Region labeling entries:
---
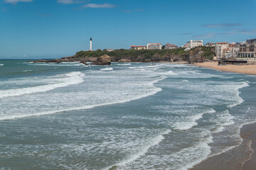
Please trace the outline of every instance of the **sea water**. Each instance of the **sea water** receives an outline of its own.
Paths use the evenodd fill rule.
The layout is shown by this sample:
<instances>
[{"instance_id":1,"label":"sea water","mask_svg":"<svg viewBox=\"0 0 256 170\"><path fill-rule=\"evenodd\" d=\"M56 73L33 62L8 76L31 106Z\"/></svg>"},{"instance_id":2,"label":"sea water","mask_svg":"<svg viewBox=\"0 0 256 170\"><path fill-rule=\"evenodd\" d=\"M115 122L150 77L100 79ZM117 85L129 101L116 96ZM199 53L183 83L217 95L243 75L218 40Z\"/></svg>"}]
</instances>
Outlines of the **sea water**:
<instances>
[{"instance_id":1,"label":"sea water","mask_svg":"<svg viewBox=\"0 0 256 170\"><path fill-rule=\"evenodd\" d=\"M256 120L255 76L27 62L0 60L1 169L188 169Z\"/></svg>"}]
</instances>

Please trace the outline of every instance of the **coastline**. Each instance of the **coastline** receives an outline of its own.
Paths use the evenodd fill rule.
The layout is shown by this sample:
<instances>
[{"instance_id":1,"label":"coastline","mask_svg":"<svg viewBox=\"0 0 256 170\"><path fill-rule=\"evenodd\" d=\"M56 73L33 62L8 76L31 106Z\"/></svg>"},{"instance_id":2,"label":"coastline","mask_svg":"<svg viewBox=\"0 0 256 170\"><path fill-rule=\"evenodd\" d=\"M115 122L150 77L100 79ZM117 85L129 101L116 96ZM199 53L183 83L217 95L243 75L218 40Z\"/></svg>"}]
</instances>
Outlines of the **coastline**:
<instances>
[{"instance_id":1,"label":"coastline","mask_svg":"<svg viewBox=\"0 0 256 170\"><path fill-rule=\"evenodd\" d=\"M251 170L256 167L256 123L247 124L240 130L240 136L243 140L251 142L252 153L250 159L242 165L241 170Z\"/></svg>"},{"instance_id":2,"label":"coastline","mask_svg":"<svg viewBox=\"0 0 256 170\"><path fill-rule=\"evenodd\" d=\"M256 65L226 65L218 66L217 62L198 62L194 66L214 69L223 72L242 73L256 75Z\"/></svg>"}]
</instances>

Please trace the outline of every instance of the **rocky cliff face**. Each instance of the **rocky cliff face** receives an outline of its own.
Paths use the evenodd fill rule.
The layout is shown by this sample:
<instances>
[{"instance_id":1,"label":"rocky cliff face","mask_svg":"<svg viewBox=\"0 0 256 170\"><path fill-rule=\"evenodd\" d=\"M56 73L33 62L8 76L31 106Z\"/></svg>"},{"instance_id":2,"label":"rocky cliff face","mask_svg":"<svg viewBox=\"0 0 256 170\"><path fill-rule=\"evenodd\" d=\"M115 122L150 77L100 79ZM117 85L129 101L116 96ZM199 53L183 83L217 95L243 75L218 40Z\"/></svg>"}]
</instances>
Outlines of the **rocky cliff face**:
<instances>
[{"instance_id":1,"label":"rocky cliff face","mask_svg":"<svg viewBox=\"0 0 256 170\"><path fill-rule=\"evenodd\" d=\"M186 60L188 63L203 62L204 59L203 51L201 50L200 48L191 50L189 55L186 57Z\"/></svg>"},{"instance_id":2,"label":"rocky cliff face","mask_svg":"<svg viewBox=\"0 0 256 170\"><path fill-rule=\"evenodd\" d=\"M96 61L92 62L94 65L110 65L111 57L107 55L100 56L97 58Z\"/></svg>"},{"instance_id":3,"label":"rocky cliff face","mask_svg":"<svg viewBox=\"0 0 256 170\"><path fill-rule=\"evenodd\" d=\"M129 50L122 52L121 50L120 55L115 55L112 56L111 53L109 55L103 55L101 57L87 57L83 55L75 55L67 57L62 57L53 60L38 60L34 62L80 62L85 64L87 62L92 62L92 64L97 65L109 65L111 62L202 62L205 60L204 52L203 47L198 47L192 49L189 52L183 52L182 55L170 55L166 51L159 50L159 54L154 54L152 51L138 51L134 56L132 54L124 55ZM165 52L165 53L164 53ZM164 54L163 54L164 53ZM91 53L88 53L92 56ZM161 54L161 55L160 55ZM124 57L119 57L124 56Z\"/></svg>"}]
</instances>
---
**Problem requirements:** Exclude the pictures, and transcribe all of the material exactly.

**Result:**
Please trace the outline of every instance of the **sea water**. Each instance of the **sea water** receives an outline of its own.
Paths use the evenodd fill rule.
The layout is shown by this sample:
<instances>
[{"instance_id":1,"label":"sea water","mask_svg":"<svg viewBox=\"0 0 256 170\"><path fill-rule=\"evenodd\" d=\"M56 73L33 62L8 76L31 106Z\"/></svg>"},{"instance_id":2,"label":"sea water","mask_svg":"<svg viewBox=\"0 0 256 170\"><path fill-rule=\"evenodd\" d=\"M115 122L150 77L100 79ZM117 85L129 101L116 96ZM199 53L183 83L217 95L243 75L218 40Z\"/></svg>"}]
</instances>
Outlines of the **sea water**:
<instances>
[{"instance_id":1,"label":"sea water","mask_svg":"<svg viewBox=\"0 0 256 170\"><path fill-rule=\"evenodd\" d=\"M256 120L255 76L27 62L0 60L1 169L188 169Z\"/></svg>"}]
</instances>

Please trace the outline of every instance of the **coastline**. Each instance of the **coastline** receives an outline of its own.
Paths use the evenodd fill rule.
The layout is shown by this sample:
<instances>
[{"instance_id":1,"label":"coastline","mask_svg":"<svg viewBox=\"0 0 256 170\"><path fill-rule=\"evenodd\" d=\"M56 73L33 62L8 76L31 106Z\"/></svg>"},{"instance_id":2,"label":"coastline","mask_svg":"<svg viewBox=\"0 0 256 170\"><path fill-rule=\"evenodd\" d=\"M115 122L150 77L100 79ZM117 85L129 101L116 96ZM199 53L183 83L217 95L243 75L218 40Z\"/></svg>"}]
</instances>
Outlines of the **coastline**:
<instances>
[{"instance_id":1,"label":"coastline","mask_svg":"<svg viewBox=\"0 0 256 170\"><path fill-rule=\"evenodd\" d=\"M251 170L256 167L256 123L247 124L240 130L240 136L243 140L251 142L252 153L250 159L242 165L241 170Z\"/></svg>"},{"instance_id":2,"label":"coastline","mask_svg":"<svg viewBox=\"0 0 256 170\"><path fill-rule=\"evenodd\" d=\"M256 65L226 65L218 66L217 62L198 62L194 66L214 69L223 72L242 73L256 75Z\"/></svg>"}]
</instances>

Please trace the outline of every instance of the **rocky cliff face**. Each instance of the **rocky cliff face** receives an outline of its own.
Paths use the evenodd fill rule.
The layout is shown by this sample:
<instances>
[{"instance_id":1,"label":"rocky cliff face","mask_svg":"<svg viewBox=\"0 0 256 170\"><path fill-rule=\"evenodd\" d=\"M56 73L33 62L8 76L31 106Z\"/></svg>"},{"instance_id":2,"label":"rocky cliff face","mask_svg":"<svg viewBox=\"0 0 256 170\"><path fill-rule=\"evenodd\" d=\"M115 122L150 77L100 79ZM117 85L129 101L116 96ZM199 53L183 83L217 95L243 75L218 40Z\"/></svg>"}]
</instances>
Outlines of the **rocky cliff face**:
<instances>
[{"instance_id":1,"label":"rocky cliff face","mask_svg":"<svg viewBox=\"0 0 256 170\"><path fill-rule=\"evenodd\" d=\"M186 60L188 63L203 62L204 59L203 51L201 50L200 48L191 50L189 55L186 57Z\"/></svg>"},{"instance_id":2,"label":"rocky cliff face","mask_svg":"<svg viewBox=\"0 0 256 170\"><path fill-rule=\"evenodd\" d=\"M96 61L92 62L94 65L110 65L111 57L107 55L100 56L97 58Z\"/></svg>"},{"instance_id":3,"label":"rocky cliff face","mask_svg":"<svg viewBox=\"0 0 256 170\"><path fill-rule=\"evenodd\" d=\"M129 50L122 52L121 50L120 55L115 55L112 56L111 53L109 55L103 55L101 57L87 57L83 55L75 55L67 57L62 57L53 60L38 60L34 62L80 62L85 64L87 62L92 62L92 64L97 65L109 65L111 62L202 62L205 60L204 52L203 47L198 47L192 49L189 52L183 52L182 55L170 55L166 51L159 50L159 54L154 54L152 51L138 51L134 56L132 54L124 55ZM165 52L165 53L164 53ZM164 54L163 54L164 53ZM91 53L88 53L92 56ZM161 54L161 55L160 55ZM124 57L119 57L124 56Z\"/></svg>"}]
</instances>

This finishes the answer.